# Dataset items:

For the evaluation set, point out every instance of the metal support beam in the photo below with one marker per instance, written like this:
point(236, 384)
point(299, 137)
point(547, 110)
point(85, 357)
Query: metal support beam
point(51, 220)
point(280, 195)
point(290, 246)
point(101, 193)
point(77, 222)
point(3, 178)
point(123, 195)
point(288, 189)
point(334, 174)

# Written task:
Give each line of the material as a string in a JSON list, one string per line, with blank lines omitted.

# Solved exercise:
[
  "For the evaluation set, point out every instance of the metal support beam in the photo below with one marker per instance, written like this:",
  "point(236, 384)",
  "point(299, 137)",
  "point(547, 110)",
  "point(85, 357)",
  "Query: metal support beam",
  "point(51, 220)",
  "point(280, 195)",
  "point(290, 246)",
  "point(101, 193)",
  "point(77, 222)",
  "point(3, 178)",
  "point(123, 195)",
  "point(288, 189)",
  "point(334, 174)"
]